### INPUT DATA
____

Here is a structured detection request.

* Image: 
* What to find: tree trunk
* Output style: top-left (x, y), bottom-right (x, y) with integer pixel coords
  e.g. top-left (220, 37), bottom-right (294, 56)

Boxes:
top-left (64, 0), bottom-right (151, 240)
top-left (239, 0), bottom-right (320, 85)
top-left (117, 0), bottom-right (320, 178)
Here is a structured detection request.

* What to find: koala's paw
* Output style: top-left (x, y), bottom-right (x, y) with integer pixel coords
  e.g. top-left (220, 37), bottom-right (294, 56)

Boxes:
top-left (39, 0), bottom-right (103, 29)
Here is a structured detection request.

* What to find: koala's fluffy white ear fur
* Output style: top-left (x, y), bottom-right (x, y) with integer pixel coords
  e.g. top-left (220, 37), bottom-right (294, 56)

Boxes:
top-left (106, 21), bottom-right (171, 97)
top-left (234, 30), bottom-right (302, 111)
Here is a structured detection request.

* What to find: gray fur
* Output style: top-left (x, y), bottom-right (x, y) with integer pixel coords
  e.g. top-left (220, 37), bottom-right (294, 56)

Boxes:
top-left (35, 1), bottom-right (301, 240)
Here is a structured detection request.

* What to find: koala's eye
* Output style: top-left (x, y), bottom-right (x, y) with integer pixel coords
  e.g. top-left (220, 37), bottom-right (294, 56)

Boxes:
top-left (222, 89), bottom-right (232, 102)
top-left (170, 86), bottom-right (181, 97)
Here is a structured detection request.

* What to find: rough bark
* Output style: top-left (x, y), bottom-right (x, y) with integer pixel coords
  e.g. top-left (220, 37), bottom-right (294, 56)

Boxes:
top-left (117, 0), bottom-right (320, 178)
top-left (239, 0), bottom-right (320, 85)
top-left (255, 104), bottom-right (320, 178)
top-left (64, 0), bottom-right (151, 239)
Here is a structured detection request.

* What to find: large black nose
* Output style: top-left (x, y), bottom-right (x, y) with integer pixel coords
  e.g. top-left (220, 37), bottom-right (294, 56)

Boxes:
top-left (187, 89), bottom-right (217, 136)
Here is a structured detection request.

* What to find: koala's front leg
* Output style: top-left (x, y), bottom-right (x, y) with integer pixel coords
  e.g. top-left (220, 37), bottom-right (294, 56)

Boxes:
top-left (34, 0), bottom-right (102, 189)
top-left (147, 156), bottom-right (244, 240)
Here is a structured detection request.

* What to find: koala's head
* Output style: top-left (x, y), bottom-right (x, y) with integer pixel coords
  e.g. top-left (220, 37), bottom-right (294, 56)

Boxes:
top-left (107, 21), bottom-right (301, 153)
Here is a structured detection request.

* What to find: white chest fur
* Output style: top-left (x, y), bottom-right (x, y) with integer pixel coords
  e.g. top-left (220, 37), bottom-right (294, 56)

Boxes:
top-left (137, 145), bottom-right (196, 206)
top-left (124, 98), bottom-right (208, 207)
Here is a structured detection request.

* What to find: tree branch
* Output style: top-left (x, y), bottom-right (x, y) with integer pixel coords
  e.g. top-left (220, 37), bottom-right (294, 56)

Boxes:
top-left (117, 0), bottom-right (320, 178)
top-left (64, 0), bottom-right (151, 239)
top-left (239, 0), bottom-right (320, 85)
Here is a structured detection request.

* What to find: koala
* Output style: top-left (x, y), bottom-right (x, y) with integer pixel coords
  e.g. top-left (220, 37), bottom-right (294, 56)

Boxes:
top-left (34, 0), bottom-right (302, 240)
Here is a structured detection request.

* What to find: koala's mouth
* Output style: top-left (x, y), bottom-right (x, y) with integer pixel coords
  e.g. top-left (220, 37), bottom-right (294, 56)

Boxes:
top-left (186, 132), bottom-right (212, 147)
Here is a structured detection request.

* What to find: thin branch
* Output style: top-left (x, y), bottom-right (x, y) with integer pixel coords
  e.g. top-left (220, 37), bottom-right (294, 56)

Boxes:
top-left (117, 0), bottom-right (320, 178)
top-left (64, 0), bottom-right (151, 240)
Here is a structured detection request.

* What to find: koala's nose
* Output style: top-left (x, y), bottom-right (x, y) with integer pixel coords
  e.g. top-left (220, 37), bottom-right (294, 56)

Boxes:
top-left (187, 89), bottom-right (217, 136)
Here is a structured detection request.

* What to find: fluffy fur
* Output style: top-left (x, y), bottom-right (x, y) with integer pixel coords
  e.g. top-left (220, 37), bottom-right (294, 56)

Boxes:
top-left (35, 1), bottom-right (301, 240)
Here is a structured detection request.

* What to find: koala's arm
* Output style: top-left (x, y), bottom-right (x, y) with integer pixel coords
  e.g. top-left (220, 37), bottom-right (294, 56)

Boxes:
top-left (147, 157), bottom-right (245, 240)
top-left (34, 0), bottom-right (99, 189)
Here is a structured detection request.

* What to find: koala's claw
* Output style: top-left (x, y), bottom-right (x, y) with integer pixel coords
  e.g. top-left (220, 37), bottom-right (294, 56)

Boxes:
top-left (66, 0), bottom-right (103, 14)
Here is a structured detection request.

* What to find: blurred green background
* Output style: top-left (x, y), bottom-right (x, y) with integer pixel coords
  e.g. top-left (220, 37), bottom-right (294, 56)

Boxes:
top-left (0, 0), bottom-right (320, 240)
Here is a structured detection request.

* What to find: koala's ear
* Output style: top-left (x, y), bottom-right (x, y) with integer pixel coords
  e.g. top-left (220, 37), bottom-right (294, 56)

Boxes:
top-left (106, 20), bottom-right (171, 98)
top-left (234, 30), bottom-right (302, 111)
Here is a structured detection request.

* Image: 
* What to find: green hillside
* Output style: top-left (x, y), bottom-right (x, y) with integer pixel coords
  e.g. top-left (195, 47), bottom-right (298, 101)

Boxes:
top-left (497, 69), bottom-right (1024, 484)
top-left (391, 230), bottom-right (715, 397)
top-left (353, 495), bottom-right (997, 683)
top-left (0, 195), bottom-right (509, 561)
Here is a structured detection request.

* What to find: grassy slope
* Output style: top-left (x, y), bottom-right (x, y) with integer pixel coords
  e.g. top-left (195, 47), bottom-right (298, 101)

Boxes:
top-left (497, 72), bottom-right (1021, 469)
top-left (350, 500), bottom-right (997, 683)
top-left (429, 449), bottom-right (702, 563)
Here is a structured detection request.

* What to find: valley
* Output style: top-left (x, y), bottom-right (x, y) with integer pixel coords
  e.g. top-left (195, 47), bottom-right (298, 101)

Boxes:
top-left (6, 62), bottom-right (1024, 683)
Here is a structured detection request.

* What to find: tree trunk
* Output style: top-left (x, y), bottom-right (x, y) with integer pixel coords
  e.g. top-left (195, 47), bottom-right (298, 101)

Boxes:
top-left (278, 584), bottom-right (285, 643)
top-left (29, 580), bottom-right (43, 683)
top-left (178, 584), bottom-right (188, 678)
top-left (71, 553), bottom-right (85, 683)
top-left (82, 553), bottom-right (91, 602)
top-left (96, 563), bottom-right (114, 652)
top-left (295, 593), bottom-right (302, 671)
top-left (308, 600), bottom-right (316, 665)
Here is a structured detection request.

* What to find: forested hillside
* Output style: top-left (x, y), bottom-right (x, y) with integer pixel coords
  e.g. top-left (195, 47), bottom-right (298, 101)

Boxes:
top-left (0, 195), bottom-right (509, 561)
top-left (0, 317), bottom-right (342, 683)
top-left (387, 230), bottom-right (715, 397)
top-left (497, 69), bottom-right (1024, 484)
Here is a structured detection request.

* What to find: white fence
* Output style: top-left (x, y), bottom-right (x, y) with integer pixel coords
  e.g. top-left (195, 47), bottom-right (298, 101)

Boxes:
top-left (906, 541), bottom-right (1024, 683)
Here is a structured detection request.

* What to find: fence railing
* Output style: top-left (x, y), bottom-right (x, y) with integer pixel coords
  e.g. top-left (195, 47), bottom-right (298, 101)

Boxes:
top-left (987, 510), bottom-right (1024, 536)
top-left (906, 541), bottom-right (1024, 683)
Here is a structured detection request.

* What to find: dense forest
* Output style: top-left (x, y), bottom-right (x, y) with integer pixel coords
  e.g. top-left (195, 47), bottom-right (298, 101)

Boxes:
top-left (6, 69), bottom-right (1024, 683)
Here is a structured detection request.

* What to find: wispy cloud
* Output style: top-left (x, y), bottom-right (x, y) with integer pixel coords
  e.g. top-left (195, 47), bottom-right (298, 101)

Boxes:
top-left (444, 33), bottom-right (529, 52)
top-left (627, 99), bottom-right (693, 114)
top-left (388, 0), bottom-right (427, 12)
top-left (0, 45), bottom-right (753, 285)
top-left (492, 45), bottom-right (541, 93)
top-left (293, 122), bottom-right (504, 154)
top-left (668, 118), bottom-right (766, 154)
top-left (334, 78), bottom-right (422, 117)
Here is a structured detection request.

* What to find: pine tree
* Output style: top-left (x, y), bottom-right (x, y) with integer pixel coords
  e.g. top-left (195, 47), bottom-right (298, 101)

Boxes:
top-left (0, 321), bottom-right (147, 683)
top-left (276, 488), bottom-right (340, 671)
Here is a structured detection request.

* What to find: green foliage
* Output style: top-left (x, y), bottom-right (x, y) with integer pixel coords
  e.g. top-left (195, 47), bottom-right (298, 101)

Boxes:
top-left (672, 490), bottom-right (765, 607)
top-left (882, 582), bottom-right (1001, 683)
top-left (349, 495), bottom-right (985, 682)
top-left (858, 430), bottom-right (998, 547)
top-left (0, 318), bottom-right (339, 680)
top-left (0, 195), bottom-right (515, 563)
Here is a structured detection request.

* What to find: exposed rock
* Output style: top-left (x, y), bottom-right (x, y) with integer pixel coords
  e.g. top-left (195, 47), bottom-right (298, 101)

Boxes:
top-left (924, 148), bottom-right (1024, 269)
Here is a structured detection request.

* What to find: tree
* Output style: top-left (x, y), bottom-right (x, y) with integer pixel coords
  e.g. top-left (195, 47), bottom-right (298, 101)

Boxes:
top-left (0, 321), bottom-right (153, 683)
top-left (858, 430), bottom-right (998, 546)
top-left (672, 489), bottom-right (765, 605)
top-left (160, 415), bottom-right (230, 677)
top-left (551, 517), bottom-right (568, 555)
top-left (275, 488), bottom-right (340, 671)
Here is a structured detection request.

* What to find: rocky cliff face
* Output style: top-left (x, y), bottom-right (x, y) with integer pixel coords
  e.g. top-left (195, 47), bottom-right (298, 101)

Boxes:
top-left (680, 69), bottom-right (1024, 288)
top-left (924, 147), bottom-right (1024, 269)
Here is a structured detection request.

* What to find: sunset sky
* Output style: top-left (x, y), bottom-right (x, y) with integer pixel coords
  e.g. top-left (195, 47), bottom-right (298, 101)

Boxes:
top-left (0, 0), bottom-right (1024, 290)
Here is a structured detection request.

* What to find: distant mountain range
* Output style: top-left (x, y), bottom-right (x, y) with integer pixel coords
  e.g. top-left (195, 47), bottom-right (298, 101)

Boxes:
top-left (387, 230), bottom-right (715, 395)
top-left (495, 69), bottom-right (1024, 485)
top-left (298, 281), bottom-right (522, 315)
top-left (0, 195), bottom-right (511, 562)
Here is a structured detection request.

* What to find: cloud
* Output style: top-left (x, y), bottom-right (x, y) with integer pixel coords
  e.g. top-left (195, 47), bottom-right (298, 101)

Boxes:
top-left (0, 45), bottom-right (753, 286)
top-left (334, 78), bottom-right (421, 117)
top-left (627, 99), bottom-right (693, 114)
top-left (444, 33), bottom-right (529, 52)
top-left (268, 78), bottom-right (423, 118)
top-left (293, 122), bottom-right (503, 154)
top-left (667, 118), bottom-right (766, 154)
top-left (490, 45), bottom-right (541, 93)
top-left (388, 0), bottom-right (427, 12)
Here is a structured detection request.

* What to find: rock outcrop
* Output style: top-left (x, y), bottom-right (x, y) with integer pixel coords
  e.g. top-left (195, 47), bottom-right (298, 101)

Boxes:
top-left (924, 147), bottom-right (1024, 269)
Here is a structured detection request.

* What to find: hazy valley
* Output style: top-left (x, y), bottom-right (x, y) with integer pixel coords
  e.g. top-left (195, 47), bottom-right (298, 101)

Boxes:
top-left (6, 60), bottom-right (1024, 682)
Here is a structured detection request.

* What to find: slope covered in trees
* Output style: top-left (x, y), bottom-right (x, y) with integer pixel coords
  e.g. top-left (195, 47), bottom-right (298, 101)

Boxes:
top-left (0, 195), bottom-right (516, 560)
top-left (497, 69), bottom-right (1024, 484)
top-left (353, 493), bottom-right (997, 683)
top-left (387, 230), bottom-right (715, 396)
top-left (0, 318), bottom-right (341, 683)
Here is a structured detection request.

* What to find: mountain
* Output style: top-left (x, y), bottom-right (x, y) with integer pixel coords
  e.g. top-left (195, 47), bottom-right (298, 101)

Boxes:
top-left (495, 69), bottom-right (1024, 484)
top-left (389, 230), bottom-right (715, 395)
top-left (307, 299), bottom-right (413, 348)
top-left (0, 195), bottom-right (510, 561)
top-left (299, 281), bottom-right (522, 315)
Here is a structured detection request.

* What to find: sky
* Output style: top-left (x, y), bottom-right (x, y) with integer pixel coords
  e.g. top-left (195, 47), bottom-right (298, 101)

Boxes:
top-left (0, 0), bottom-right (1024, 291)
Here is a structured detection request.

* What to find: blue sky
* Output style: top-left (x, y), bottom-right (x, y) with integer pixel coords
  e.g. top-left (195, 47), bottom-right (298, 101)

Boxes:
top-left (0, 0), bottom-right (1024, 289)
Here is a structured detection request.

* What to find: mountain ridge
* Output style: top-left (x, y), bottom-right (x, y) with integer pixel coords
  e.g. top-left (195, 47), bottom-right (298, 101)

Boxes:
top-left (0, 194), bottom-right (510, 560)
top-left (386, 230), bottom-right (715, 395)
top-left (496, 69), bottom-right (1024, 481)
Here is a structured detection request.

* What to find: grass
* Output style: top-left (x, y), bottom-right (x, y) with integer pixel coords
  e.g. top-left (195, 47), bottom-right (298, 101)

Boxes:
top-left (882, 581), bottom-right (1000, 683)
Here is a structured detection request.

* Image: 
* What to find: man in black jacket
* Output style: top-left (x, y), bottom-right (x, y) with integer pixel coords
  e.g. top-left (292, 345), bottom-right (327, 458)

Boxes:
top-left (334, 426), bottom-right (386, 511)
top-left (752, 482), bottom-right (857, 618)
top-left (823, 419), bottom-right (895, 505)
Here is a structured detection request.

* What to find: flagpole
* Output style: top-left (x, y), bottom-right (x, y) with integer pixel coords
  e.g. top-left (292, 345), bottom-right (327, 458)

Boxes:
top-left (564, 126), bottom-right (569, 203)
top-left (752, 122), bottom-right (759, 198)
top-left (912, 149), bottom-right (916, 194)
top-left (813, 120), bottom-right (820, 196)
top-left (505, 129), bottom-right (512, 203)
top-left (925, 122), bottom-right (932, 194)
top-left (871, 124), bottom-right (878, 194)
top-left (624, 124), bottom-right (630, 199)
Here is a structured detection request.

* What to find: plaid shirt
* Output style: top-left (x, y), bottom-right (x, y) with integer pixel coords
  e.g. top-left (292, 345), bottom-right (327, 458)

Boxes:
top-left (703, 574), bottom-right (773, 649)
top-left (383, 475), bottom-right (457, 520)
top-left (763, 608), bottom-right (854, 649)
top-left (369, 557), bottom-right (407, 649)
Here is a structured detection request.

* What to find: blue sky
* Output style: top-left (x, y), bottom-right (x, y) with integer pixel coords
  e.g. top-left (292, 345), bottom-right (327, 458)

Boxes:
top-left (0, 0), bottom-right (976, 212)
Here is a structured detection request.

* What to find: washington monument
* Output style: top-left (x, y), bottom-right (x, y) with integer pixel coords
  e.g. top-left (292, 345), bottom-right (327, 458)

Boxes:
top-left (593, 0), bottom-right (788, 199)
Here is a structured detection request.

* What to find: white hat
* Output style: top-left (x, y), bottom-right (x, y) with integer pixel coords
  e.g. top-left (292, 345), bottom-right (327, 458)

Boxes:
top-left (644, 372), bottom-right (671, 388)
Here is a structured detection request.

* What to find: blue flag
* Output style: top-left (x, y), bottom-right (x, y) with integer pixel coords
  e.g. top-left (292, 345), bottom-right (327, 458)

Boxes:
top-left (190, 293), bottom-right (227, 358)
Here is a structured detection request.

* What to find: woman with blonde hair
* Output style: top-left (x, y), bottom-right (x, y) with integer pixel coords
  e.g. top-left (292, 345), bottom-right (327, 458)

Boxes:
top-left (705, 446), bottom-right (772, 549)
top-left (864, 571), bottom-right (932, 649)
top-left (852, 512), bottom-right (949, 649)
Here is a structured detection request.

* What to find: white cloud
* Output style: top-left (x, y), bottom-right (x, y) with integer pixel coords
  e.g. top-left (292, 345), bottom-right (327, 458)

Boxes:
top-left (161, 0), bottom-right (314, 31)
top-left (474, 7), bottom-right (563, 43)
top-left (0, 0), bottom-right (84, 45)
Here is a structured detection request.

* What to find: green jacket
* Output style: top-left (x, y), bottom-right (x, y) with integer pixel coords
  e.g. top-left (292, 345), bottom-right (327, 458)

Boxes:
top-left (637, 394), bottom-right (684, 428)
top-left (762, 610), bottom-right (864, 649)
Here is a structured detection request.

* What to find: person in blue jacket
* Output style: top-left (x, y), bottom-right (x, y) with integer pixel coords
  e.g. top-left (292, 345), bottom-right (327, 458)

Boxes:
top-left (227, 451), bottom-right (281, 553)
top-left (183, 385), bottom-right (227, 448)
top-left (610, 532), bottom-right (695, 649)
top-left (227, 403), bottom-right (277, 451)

____

### WHAT THE TASK REQUIRES
Rewrite the stretch from the start of the data through the line containing "top-left (170, 86), bottom-right (181, 97)", with "What to find" replaced by "Target object" everywhere in it and nothing else changed.

### COMPLETE RESPONSE
Here is a structured detection request.

* Image: 
* Target object: tree trunk
* Output style: top-left (x, y), bottom-right (x, y) with integer pixel coords
  e.g. top-left (220, 37), bottom-right (294, 56)

Boxes:
top-left (64, 0), bottom-right (151, 240)
top-left (239, 0), bottom-right (320, 85)
top-left (117, 0), bottom-right (320, 178)
Here is a structured detection request.

* Target object: koala's paw
* Output style: top-left (x, y), bottom-right (x, y) with integer pixel coords
  e.g. top-left (220, 37), bottom-right (294, 56)

Boxes:
top-left (39, 0), bottom-right (103, 29)
Here is a structured detection request.

* Target object: koala's fluffy white ear fur
* Output style: top-left (x, y), bottom-right (x, y) with integer pixel coords
  e.g. top-left (220, 37), bottom-right (294, 56)

Boxes:
top-left (106, 21), bottom-right (171, 97)
top-left (234, 30), bottom-right (302, 111)
Here is a structured detection request.

* Target object: gray fur
* Output style: top-left (x, y), bottom-right (x, y) with integer pixel coords
  e.g. top-left (220, 37), bottom-right (294, 56)

Boxes:
top-left (35, 1), bottom-right (301, 240)
Here is a structured detection request.

* Target object: koala's eye
* Output style: top-left (x, y), bottom-right (x, y) with integer pixel coords
  e.g. top-left (220, 37), bottom-right (294, 56)

Boxes:
top-left (222, 89), bottom-right (232, 102)
top-left (170, 86), bottom-right (181, 97)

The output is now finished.